> **Task prompt**:
Line by line, please look for the word "below" in the following records, then copy each line you find it in.

[Data records]
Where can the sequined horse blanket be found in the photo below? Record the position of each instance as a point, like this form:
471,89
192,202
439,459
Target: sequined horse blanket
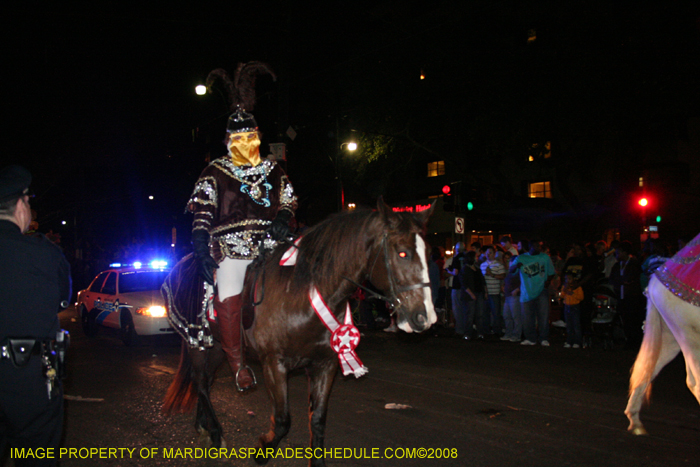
681,274
188,301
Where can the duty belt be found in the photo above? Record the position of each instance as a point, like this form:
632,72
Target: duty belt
19,350
51,351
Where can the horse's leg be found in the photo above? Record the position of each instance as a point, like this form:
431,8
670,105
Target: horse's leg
658,348
205,364
321,376
276,383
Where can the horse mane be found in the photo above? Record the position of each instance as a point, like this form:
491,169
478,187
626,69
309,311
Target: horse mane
339,245
335,247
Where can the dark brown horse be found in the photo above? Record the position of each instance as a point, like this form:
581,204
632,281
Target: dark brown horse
382,246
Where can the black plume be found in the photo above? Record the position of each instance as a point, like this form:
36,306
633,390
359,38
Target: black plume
241,90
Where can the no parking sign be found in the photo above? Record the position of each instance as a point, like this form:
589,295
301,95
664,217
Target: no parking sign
459,225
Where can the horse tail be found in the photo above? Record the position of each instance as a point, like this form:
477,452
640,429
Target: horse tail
182,394
644,365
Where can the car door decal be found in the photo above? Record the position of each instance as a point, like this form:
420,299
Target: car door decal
105,308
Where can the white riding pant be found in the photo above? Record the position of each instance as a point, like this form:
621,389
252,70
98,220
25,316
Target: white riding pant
230,277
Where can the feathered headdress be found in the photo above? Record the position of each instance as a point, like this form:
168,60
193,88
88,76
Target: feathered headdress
241,93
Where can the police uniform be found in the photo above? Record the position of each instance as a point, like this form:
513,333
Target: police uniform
34,281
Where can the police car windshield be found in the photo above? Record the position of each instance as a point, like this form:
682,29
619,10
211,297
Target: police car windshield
141,281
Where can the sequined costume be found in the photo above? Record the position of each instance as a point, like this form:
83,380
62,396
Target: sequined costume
236,205
681,274
241,205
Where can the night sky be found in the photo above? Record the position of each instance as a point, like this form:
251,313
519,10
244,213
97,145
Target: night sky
99,97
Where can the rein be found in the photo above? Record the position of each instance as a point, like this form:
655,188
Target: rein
260,260
393,300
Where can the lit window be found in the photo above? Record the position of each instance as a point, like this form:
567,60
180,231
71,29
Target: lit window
531,36
436,168
539,190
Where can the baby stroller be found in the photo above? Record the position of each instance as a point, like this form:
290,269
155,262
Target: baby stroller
606,322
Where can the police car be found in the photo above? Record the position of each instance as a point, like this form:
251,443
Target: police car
127,299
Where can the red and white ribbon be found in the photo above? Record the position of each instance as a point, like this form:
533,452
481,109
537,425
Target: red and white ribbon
289,258
344,338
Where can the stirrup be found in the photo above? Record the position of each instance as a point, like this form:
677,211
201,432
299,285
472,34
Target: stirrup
238,386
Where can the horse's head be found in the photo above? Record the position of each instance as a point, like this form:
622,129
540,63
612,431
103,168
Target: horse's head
400,267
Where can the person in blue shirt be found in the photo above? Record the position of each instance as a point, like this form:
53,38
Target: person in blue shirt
536,271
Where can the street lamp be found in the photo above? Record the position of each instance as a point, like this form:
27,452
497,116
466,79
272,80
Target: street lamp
349,146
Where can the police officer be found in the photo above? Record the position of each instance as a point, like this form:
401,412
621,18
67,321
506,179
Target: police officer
34,285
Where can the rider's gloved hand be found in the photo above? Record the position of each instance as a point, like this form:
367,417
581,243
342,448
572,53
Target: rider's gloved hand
279,230
207,264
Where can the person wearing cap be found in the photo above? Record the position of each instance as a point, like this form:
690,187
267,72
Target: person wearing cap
34,285
241,205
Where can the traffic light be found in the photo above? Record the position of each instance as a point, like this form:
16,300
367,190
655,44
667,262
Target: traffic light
448,201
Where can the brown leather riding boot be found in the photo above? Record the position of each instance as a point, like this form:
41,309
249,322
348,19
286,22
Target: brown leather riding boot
228,315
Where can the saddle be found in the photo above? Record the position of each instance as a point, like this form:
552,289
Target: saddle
187,301
253,276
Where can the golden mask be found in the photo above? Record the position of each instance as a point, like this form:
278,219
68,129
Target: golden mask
244,148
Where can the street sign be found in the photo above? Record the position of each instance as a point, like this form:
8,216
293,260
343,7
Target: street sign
459,225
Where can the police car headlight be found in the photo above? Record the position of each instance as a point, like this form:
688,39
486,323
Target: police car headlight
152,311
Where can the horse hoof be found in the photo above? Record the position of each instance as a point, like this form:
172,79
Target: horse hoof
204,438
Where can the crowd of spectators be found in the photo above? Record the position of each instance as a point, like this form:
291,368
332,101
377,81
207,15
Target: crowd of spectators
513,293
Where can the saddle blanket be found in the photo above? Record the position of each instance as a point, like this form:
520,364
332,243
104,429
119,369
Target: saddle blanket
681,274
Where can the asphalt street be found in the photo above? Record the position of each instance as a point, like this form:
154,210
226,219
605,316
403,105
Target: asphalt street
483,403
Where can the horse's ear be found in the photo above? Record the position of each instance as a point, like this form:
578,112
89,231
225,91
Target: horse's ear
384,209
423,216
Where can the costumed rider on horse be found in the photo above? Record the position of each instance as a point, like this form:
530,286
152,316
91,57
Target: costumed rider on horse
241,205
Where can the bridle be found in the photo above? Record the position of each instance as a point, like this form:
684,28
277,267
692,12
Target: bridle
392,300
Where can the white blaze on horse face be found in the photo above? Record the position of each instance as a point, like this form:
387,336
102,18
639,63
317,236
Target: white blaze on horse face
427,293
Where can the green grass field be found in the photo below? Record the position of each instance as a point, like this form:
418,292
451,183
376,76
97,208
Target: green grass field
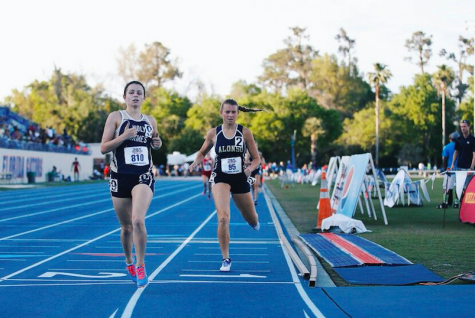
415,233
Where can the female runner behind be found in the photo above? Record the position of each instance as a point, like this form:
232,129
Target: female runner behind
229,174
129,134
207,167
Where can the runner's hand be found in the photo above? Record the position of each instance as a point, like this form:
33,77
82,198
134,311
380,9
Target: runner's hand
247,172
129,133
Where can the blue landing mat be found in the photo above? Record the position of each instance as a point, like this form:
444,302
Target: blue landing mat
388,275
327,250
387,256
457,301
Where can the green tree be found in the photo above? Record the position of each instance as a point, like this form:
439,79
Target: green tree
419,116
443,79
169,110
65,101
152,66
465,49
378,78
346,47
334,89
290,66
421,44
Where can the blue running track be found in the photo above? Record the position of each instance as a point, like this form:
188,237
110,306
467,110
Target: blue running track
60,256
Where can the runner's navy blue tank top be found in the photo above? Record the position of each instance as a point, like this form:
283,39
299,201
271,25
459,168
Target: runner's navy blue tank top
230,152
133,156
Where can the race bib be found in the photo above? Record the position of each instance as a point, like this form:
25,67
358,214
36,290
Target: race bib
231,165
137,156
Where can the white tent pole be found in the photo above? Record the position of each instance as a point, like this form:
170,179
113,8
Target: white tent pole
360,204
379,192
371,204
365,198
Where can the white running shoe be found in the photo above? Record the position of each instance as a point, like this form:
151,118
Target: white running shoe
226,266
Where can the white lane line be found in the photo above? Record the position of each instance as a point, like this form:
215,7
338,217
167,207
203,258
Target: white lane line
17,207
55,224
113,314
67,207
84,269
48,240
234,270
91,241
224,276
22,252
51,190
235,248
93,260
218,254
135,297
206,242
154,282
295,278
76,219
31,198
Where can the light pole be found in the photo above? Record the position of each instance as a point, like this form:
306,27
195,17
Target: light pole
292,144
471,25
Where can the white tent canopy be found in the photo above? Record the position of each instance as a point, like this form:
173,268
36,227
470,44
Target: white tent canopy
176,158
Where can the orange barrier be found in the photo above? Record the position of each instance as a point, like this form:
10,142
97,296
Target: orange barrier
325,209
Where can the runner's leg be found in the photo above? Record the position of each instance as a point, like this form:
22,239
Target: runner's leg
141,197
221,201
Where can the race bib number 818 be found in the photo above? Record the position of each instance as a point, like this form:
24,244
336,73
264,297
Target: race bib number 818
137,156
231,165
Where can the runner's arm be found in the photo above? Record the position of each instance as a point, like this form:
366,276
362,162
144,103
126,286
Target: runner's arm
207,145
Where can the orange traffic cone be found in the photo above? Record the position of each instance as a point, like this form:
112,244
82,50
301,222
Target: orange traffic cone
325,209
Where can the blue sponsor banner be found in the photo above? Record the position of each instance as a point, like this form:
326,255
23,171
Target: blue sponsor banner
356,172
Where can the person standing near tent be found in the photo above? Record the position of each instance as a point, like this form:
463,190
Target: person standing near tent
76,166
229,175
131,135
449,178
464,153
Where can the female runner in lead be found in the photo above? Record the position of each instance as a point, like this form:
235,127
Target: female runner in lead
130,135
229,174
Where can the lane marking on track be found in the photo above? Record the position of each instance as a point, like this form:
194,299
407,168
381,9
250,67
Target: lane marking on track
79,218
102,275
295,278
224,276
240,262
91,241
49,202
85,283
234,254
135,297
65,207
207,242
31,198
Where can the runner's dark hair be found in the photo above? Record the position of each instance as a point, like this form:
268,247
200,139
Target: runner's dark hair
243,109
134,82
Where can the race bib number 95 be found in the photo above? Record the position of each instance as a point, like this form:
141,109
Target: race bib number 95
231,165
137,156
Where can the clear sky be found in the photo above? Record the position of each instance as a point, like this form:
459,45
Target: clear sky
216,41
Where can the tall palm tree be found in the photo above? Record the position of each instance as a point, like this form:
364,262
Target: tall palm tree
378,78
443,79
313,128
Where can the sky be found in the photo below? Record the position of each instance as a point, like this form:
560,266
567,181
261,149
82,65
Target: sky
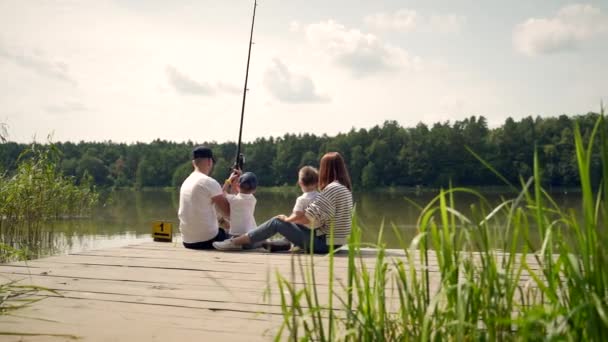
135,71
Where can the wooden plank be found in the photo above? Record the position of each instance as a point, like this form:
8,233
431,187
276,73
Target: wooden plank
164,292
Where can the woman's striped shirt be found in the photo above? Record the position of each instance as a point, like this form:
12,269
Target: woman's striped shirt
332,208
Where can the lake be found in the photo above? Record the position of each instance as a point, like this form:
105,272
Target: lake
126,216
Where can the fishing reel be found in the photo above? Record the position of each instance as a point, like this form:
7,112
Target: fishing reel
239,163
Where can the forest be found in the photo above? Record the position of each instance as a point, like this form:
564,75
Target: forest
386,155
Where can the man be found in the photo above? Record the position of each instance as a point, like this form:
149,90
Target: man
198,197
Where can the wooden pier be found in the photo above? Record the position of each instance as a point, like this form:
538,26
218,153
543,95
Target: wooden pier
158,292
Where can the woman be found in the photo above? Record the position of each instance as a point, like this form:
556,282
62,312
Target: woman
330,210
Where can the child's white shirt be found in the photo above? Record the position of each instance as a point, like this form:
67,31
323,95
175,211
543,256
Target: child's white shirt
304,200
242,207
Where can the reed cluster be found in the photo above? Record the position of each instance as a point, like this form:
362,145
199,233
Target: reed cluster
34,196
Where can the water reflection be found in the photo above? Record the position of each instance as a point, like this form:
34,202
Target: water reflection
127,216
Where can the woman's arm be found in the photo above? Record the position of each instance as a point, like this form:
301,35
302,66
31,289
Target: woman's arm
296,217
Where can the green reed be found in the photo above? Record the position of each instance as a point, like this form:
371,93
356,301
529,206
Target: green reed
473,275
35,195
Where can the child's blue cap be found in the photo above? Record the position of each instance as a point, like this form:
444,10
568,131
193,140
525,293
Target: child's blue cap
248,180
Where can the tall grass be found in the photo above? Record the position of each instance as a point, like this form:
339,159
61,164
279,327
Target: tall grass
473,275
35,195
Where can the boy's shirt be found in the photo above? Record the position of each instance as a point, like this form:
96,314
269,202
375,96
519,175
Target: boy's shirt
242,207
304,200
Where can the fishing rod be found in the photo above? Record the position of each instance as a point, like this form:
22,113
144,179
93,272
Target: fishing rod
240,159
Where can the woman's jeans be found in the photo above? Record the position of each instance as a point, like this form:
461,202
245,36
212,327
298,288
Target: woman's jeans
297,234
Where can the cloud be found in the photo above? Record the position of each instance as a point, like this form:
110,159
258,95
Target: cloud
290,87
187,86
228,88
362,53
66,107
37,63
407,20
571,26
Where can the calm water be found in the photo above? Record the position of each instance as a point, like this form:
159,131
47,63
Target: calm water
127,217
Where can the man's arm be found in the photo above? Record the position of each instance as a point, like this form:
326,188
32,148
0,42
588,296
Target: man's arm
222,203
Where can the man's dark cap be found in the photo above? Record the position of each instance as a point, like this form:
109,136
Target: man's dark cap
248,180
202,152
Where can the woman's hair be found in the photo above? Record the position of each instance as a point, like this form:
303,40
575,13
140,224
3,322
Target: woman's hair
309,176
333,168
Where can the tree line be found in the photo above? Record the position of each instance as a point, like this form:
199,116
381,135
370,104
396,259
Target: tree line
385,155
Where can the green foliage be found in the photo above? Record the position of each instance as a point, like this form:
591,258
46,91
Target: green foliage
37,193
422,156
473,276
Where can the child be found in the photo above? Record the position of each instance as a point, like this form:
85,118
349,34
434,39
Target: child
242,203
308,180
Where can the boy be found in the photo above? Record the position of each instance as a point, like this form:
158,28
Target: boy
242,203
308,180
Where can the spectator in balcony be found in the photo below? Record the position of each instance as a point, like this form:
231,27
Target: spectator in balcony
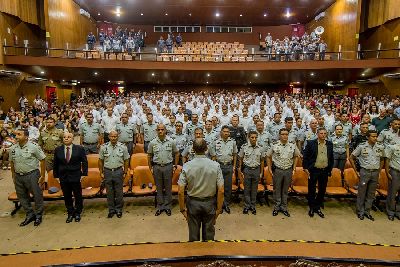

> **Exercise solution**:
Where can the sequined horse blanket be found in the photo below? Record the position of each instance as a point, like this form:
Where can the green grass field be found in the photo below? Record the position of each instance as a point, like this form:
Where can the sky be found in the photo below? Record the position of each instance as a point, like this form:
Where can the spectator in balcony be found in the photo below? Record the position of each instance as a point, like this form:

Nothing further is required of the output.